How to complete this task: Output all of the data exactly, keeping any images out of the copy.

══════

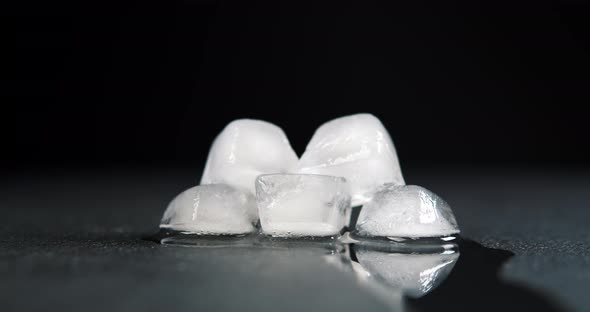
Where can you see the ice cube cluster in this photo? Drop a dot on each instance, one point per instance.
(253, 178)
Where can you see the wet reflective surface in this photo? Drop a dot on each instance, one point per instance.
(76, 243)
(403, 275)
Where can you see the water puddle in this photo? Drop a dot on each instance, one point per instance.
(448, 274)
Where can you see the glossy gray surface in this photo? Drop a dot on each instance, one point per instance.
(73, 242)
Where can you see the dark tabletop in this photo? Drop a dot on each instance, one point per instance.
(75, 241)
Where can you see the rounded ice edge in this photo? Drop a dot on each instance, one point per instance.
(211, 209)
(400, 212)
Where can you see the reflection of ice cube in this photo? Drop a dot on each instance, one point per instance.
(414, 274)
(214, 209)
(406, 211)
(355, 147)
(245, 149)
(302, 204)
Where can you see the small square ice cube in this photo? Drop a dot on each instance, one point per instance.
(302, 204)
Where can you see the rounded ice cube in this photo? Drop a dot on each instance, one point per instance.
(414, 274)
(213, 209)
(356, 147)
(406, 211)
(245, 149)
(302, 204)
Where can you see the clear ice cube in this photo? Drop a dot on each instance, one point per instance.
(213, 209)
(302, 204)
(414, 274)
(245, 149)
(356, 147)
(406, 211)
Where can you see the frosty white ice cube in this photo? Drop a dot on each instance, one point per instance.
(245, 149)
(302, 204)
(356, 147)
(406, 211)
(213, 209)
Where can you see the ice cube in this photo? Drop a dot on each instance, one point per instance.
(356, 147)
(245, 149)
(302, 204)
(414, 274)
(406, 211)
(213, 209)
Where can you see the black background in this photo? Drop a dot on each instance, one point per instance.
(150, 83)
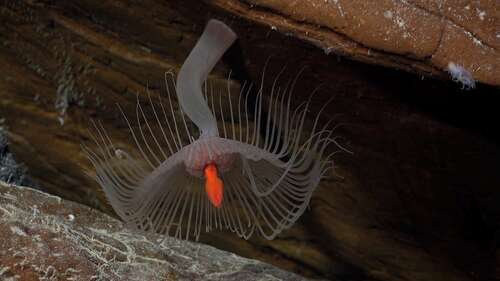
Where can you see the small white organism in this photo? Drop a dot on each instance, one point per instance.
(460, 74)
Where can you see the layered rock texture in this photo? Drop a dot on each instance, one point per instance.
(43, 237)
(417, 199)
(419, 36)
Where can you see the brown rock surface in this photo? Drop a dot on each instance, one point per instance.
(419, 36)
(43, 237)
(418, 199)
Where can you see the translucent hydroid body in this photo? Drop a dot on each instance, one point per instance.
(237, 180)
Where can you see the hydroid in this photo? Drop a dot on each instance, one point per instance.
(219, 178)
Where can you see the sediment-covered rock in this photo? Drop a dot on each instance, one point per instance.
(43, 237)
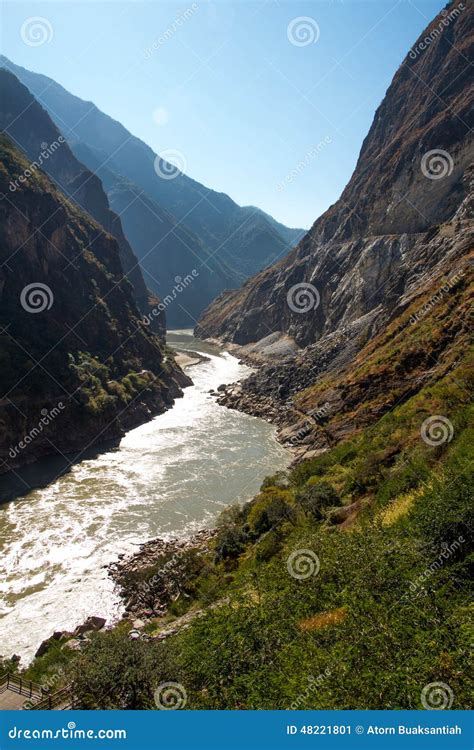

══════

Response box:
Where can you see the ice cube cluster in this photo? Drop a dot on each instance, one point per instance.
(253, 178)
Where can you see the wet reflective surface in this photo? Drop a dot on each instance, one point per instance.
(76, 243)
(403, 275)
Where can you see the water puddle in this photo? Drop a dot on each instance, one point per instance.
(448, 274)
Where can you see the glossy gray surface in this photo? Drop a dot on each instance, one point per instance.
(73, 242)
Where can you see the dark tabletop in this photo? Drop a dot on each instance, one point per instance.
(75, 241)
Where can you see the rounded ice edge in this photo? Drop a dot on each instance, one point per instance.
(211, 209)
(400, 212)
Where can you see the reflection of ice cube in this photo? Drop a dot on each instance, one point per instance.
(414, 274)
(214, 209)
(406, 211)
(355, 147)
(245, 149)
(302, 204)
Where can you see the small square ice cube in this photo? Drop a dot on each instance, one point per instance.
(302, 204)
Where can you see the rounded ice cube in this photo? Drop a dot on each instance, one point per instance.
(414, 274)
(213, 209)
(356, 147)
(406, 211)
(245, 149)
(302, 204)
Where can you see the clear ice cube in this photo? Drop a dot on each instance, one point per instance.
(213, 209)
(302, 204)
(414, 274)
(245, 149)
(356, 147)
(406, 211)
Where can you see the frosty white ice cube in this photo? Drop a dot on each instance, one point per instance.
(245, 149)
(302, 204)
(356, 147)
(406, 211)
(213, 209)
Where can you see the ice cube in this photo? Drop a dot on each instance, one point per instance.
(356, 147)
(245, 149)
(302, 204)
(414, 274)
(406, 211)
(213, 209)
Where can you see the black background in this photo? Drop a dot on each instance, one point per instance.
(150, 83)
Where can you see the small white organism in this photo? Drop a dot on each instance, one point per instance.
(460, 74)
Where can you see the layered rock texture in this photo? Drop a dot on each instance, one point per instance.
(43, 237)
(417, 199)
(419, 36)
Where can you see the brown rock surface in this photo? Drop a dot on each instance, one point per instance.
(419, 36)
(43, 237)
(418, 199)
Where can you see the translucent hydroid body in this photo? Drop a dot on each instance, one point per instance.
(237, 180)
Where can you see the hydroid in this photo? Drop a dot on each instance, one point per instance.
(219, 178)
Where can you see the sediment-covered rock in this photo? Drop a dot on each instance, one point per instance.
(43, 237)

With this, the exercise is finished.